:: Exercise directions ::
Given the material below, output exactly the lines from the line with "indicate the tree, a point for each instance" to the line with "indicate the table", both ends included, and no other lines.

:: Provided records ::
□ □ □ □ □
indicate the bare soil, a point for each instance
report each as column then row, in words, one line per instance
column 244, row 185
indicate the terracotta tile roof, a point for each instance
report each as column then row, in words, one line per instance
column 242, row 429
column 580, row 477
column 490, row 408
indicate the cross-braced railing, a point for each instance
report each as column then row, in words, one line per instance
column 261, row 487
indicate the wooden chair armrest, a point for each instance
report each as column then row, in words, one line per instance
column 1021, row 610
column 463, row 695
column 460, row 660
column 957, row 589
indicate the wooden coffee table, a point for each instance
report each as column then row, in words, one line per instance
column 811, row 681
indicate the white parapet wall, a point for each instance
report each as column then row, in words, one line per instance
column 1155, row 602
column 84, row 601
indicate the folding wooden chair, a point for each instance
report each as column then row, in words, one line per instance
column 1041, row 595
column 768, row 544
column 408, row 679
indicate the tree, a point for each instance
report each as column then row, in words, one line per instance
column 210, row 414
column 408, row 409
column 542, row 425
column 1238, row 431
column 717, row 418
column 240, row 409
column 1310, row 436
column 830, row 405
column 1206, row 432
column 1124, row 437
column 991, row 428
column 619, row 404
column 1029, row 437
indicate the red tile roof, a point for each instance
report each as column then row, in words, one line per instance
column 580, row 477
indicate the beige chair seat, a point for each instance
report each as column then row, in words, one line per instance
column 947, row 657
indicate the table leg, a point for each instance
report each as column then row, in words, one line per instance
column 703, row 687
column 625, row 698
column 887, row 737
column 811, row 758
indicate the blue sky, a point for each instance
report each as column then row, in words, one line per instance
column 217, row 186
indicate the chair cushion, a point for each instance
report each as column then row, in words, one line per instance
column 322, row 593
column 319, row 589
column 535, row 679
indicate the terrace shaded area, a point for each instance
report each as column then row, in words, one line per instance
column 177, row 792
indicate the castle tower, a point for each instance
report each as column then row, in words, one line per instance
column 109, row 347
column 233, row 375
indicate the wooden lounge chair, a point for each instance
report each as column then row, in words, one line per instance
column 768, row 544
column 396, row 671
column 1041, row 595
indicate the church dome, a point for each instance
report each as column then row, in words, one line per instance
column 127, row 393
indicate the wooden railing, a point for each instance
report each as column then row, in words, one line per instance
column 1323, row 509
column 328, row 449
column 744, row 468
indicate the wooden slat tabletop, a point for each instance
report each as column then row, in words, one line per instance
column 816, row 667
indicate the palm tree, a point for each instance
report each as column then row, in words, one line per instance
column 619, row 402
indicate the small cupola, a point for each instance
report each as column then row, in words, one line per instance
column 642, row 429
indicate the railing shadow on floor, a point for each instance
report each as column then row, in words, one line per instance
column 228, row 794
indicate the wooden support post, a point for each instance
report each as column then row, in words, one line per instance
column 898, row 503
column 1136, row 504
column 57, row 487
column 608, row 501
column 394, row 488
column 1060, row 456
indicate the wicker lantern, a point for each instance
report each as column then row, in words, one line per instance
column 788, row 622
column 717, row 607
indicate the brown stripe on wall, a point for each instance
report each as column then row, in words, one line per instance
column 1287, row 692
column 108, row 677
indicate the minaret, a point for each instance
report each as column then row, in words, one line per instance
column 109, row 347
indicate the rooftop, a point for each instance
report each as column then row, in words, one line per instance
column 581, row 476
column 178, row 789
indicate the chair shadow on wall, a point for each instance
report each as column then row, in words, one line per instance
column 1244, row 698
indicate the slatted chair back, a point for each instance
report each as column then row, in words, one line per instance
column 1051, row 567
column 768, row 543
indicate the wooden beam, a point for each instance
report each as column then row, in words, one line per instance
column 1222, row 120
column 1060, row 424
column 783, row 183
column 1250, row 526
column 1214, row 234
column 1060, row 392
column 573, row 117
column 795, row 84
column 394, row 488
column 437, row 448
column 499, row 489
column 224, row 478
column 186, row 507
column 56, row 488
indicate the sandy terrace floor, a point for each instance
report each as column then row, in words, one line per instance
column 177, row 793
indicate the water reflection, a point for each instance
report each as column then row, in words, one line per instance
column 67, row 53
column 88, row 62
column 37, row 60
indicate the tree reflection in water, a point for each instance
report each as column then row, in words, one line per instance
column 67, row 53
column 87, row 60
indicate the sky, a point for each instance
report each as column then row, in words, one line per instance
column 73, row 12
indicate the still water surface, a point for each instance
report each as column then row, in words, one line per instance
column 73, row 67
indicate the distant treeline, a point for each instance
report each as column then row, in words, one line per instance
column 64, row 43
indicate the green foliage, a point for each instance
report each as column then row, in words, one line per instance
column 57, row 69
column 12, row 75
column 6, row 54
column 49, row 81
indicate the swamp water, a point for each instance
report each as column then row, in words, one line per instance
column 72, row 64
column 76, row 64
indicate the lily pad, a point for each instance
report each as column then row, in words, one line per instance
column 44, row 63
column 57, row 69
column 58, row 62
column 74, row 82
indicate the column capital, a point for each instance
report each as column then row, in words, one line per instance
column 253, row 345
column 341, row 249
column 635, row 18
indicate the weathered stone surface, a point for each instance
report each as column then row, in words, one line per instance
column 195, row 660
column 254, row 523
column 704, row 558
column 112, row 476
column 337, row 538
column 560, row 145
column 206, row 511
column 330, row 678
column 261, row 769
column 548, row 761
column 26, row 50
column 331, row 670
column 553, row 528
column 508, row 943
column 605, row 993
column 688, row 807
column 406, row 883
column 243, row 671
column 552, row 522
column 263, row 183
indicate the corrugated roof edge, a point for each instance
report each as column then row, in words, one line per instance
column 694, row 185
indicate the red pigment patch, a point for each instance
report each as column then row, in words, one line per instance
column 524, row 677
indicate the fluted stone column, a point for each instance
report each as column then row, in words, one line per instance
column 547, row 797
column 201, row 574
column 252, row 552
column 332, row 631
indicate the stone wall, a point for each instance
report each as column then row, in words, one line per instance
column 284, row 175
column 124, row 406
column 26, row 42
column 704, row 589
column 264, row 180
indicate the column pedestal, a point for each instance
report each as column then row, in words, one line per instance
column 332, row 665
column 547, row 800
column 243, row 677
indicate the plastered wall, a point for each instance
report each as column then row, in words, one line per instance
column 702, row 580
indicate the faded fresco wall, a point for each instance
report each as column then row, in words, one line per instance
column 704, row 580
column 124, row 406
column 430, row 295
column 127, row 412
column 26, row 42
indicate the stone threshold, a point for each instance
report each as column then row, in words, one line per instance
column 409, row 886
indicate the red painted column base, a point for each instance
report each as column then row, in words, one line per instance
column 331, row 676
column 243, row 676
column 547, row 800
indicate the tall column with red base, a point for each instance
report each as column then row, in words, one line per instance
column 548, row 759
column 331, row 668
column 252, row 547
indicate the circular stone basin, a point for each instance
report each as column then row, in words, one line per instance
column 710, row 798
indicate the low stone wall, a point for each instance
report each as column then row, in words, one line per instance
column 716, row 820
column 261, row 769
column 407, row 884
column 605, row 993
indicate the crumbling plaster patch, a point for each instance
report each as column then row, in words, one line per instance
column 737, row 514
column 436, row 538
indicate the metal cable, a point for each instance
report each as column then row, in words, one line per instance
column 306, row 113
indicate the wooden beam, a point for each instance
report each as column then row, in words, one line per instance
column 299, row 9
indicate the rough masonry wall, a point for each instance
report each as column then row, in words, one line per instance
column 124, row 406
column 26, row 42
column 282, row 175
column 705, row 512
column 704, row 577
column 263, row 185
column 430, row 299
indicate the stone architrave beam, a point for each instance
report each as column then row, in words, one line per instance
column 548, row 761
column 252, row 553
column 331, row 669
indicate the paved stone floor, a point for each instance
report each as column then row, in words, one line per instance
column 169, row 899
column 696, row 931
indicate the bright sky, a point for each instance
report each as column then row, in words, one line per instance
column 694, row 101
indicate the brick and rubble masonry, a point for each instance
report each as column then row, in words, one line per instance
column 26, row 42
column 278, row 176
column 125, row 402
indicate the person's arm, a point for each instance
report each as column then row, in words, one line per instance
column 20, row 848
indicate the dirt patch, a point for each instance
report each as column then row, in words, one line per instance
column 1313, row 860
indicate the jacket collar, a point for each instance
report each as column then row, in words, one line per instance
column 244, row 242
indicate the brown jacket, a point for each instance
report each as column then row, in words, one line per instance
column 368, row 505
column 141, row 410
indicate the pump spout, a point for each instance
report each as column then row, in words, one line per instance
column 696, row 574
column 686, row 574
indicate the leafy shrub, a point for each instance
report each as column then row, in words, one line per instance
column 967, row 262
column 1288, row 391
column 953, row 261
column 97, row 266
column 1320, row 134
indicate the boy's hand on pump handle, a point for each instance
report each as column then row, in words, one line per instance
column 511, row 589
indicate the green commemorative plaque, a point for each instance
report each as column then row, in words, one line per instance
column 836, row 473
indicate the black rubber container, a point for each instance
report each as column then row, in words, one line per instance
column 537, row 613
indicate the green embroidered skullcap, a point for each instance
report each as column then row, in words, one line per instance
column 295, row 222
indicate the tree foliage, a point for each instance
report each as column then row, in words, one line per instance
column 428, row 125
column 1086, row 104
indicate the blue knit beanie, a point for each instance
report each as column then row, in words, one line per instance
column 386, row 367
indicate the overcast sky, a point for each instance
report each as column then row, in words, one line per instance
□ □ □ □ □
:: Output for this exercise ::
indicate the tree, a point for each instance
report each as column then row, in words, one line per instance
column 210, row 414
column 408, row 409
column 542, row 425
column 1238, row 431
column 717, row 418
column 240, row 409
column 1310, row 436
column 830, row 405
column 1206, row 432
column 1124, row 437
column 991, row 428
column 619, row 404
column 1029, row 437
indicate the red tile roof, a point for each instance
report each as column then row, in words, one line per instance
column 580, row 477
indicate the beige chair seat, a point for each instance
report each as column then row, in words, one line per instance
column 947, row 657
indicate the table leg, a point for each instance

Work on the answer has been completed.